--- Document extract ---

Very Happy

Winter of Grace was announced yesterday as joint winner of the 2009 Children's Peace Literature Award, together with Audrey Goes To Town by Christine Harris.

The jury described Winter of Grace thus:
This book deals with the unusual but important theme of the role of religious
affiliations for young people trying to understand the world and human relationships.
Readers are gripped by an engaging story about two Year 11 girls who keep us
intrigued with action and controversy and what might happen next.

The main character Bridie is searching for a set of beliefs or ideas to make sense of
life. Her encounter with Christian fundamentalism brings her into conflict with her
mother and her best friend Stella, who each have reasons for rejecting organised
religion. A variety of religious beliefs is portrayed, and Bridie's quest is not over by
the end of the book. The underlying message is that people with different religious
beliefs including atheism can all be sincere seekers after truth and an honorable
code of behaviour. Bridie comes to realise she needs to think and explore for herself.
Her reconciliation with Stella is based on recognising that friendship and trust allow
people to disagree about religious beliefs without damaging their relationship.
The model of respect for diverse belief systems and their adherents is a timely one in
our age.
So now I feel all warm and glow-y inside. And very pleased to have some further evidence that the Girlfriend Fiction books are "not fluff. Not at all."


A Small Complaint

Dear Moisturiser (and other cosmetics) Manufacturers,

Why do you feel compelled to make the lids of your bottles/jars etc ever-so-slightly rounded? If the tops of the lids were flat, I could turn the bottle/jar etc upside down and let the last of the product within trickle down to the top, so that I could squeeze it out and use it. A rounded lid-top compels me to throw away the bottle/jar etc with a goodly portion of its contents unsqueeze-out-able. This is extremely annoying.

Surely you haven't deliberately designed your bottle/jar etc thus, forcing the consumer to purchase a replacement bottle/jar etc prematurely. Surely not?

Yours sincerely,



Winter of Grace, Spring of Peace

Earlier this week I was proud and pleased to learn that Winter of Grace has been nominated for the 2009 Children's Peace Literature Award.

This is a prize awarded every two years by Psychologists For Peace to a book for children "that encourages the non-violent resolution of conflict or promotes peace at the global, local or interpersonal level."

What made the news especially delightful was that Penni's book, Josie and the Michael Street Kids, was also nominated, along with half a dozen other worthy titles. It's lovely to be short-listed together, particularly for such different books, and for such a wonderful award.

---

Set task a: Count the lines of the records below that contain the string "body". Give only the number.

--- Task inputs ---

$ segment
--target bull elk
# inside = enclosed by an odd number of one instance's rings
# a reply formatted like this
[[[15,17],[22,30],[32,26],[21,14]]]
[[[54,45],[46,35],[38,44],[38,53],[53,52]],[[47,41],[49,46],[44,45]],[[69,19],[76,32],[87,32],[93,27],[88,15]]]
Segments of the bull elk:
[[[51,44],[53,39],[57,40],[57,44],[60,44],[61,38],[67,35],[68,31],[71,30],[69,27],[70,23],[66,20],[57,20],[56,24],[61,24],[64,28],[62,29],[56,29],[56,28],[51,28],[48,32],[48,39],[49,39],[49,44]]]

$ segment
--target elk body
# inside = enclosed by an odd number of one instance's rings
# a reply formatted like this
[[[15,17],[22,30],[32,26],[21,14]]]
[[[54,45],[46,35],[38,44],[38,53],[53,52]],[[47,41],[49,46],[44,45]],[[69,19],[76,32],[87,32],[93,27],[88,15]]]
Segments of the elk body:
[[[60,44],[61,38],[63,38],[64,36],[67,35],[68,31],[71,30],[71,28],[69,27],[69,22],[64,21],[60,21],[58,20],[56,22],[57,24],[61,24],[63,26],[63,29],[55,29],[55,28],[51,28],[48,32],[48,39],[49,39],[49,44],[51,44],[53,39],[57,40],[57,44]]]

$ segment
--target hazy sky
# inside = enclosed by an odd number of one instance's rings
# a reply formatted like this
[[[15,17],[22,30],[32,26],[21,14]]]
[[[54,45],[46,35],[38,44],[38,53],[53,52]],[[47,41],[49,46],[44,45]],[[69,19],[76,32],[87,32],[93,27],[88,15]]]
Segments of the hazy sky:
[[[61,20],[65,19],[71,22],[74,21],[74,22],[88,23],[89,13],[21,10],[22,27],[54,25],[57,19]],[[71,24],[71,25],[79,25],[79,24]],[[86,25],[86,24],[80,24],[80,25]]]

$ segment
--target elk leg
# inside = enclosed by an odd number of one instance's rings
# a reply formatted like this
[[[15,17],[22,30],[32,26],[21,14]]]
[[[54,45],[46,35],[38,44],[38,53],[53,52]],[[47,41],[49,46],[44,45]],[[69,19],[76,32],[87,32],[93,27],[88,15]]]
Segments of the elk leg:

---
--- Task inputs ---

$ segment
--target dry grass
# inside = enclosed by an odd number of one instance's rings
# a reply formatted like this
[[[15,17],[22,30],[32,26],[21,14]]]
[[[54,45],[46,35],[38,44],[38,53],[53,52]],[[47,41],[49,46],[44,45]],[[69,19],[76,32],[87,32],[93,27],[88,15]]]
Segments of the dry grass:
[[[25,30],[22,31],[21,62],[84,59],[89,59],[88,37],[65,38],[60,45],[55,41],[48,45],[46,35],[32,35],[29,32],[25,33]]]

---

Set task b: Rewrite the blog text above from "Winter of Grace was" to "by Christine Harris.", replacing "joint winner" with "co-winner".

Right answer a: 2

Right answer b:
Winter of Grace was announced yesterday as co-winner of the 2009 Children's Peace Literature Award, together with Audrey Goes To Town by Christine Harris.